━━━━━ INPUT ━━━━━
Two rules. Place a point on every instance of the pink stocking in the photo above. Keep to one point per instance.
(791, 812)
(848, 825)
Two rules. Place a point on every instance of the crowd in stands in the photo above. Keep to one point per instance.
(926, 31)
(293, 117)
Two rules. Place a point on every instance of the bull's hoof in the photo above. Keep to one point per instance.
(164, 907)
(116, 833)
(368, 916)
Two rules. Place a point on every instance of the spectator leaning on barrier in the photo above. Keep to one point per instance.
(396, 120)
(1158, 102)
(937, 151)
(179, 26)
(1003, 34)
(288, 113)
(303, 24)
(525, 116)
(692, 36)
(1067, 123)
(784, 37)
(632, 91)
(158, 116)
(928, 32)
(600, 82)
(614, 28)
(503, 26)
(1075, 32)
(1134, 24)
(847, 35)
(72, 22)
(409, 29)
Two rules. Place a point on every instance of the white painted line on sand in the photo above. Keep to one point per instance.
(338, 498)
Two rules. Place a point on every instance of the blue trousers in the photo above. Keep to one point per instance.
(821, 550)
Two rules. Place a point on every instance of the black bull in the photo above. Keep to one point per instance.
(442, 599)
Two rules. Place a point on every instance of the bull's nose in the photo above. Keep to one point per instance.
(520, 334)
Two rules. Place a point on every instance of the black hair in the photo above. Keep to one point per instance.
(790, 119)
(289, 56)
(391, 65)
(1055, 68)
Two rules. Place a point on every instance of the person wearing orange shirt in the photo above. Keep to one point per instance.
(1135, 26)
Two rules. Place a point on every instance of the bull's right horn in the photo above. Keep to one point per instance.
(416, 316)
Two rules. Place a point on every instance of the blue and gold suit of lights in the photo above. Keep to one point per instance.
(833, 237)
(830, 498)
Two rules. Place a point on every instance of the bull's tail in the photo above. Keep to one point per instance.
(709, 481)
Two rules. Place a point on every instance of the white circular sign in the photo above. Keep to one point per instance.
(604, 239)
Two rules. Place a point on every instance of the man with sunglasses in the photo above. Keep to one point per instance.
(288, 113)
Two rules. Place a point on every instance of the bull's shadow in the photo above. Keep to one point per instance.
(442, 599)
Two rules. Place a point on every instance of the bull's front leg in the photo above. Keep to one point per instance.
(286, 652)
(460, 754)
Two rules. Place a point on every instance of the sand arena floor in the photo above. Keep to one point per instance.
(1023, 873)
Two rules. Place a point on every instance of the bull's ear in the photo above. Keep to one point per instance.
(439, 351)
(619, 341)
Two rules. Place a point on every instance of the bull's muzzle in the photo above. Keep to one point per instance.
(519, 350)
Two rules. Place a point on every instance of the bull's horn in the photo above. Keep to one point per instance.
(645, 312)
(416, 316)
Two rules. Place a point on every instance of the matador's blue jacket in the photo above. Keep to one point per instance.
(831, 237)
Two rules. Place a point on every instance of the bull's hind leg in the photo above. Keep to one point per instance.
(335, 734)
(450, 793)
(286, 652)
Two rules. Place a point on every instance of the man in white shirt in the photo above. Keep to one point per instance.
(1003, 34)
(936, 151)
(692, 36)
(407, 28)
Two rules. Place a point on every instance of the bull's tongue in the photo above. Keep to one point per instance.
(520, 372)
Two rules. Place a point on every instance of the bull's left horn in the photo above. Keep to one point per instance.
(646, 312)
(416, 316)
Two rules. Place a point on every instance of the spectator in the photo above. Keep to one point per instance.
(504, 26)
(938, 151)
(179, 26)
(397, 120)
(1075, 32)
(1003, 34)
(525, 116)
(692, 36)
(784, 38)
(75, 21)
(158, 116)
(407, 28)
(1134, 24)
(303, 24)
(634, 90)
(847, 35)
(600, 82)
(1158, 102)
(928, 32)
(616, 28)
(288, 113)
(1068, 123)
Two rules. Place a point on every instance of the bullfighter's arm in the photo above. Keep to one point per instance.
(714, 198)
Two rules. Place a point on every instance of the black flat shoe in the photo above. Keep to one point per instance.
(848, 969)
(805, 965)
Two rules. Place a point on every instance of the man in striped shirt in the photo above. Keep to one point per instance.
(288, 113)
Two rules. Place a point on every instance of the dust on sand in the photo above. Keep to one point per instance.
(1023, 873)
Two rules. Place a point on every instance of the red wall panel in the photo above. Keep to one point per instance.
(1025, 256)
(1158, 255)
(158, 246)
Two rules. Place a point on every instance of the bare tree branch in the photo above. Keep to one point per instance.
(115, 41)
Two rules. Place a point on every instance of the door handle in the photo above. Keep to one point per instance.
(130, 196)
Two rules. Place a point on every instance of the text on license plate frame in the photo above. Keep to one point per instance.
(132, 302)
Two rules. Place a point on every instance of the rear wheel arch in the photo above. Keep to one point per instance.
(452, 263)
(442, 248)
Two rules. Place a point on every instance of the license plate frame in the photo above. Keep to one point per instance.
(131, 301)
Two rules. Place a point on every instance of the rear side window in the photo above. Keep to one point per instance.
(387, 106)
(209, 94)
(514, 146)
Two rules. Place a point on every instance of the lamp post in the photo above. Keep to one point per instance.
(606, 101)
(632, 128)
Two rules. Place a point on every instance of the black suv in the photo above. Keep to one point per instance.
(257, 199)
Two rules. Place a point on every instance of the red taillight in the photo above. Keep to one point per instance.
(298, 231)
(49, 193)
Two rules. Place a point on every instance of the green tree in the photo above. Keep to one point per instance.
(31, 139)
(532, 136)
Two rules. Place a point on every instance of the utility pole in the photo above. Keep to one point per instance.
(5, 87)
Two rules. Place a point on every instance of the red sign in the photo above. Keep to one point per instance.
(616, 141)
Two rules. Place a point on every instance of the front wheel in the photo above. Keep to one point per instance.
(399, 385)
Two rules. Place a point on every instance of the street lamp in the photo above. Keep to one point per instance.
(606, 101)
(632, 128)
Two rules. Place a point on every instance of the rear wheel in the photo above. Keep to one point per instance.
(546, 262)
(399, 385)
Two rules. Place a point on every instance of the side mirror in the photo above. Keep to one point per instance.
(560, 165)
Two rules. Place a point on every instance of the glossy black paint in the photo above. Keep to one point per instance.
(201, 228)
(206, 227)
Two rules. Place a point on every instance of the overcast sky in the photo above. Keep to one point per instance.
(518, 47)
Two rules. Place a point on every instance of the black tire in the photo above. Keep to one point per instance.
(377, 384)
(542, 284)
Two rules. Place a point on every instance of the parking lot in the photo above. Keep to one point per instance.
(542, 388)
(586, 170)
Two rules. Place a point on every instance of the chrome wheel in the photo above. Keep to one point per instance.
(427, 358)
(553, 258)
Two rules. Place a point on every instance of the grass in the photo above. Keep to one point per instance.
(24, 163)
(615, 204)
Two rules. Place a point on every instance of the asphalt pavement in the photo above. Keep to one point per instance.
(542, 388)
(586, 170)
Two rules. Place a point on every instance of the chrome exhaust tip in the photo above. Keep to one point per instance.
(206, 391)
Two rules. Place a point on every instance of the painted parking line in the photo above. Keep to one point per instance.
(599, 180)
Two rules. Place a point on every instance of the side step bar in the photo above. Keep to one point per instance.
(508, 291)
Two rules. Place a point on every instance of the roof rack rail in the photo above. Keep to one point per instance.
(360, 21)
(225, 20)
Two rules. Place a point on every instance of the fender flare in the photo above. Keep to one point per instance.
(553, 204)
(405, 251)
━━━━━
= EXERCISE OBJECTIVE =
Using the material above, reproduce exactly the line that contains "Two rules. Place a point on every instance of the street" and all lines after it through the last one, and only those.

= EXPECTED ANSWER =
Two rules. Place a point on every instance of the street lamp in the photo above. Keep to one point per instance.
(606, 101)
(632, 128)
Two rules. Place a point on every instance of the rear wheel in the photo above. Keep to one point per instance.
(546, 262)
(399, 385)
Two rules. Place a point on every instance of the side mirror in the photo above. Keep to one point per instance.
(560, 165)
Two rules. Place a point on every instance of the glossy black paint in the photo above. Keep to one point per instance.
(201, 228)
(206, 227)
Two rules. Place a point on every instance of the overcast sky in the photo above. Keep to one point per instance.
(518, 47)
Two rules. Place a point on every instance of the black tire in the photo above. Keep to one point per instance.
(377, 384)
(542, 284)
Two rules. Place a point on every instance of the parking lot in the photo above. Keep to one point per instance.
(542, 388)
(586, 170)
Two rules. Place a point on every instance of the chrome wheel in the photo above. Keep to one point per instance.
(427, 358)
(553, 258)
Two rules. Place a point on every instance of the grass in the photo above. Keep to one point per instance.
(24, 163)
(615, 204)
Two rules. Place a point on every instance of the asphalt pavement in the photo above. Keep to one point per instance.
(542, 388)
(586, 170)
Two rules. Place a point on every instance of the chrome exhaust tip in the photo above. Keep to one point per instance.
(206, 391)
Two rules. Place a point on every instance of the painted parking line in the photo above. Keep to one point per instance.
(599, 180)
Two rules. Place a point on every instance of the side step bar in the photo above. Keep to one point per instance.
(508, 291)
Two rules. Place a point on every instance of the roof rack rail in the photo above. Keep to one point per instance.
(360, 21)
(225, 20)
Two rules. Place a point on every instance of the fender flare in the photo above. Keep to one point per instance.
(553, 204)
(405, 251)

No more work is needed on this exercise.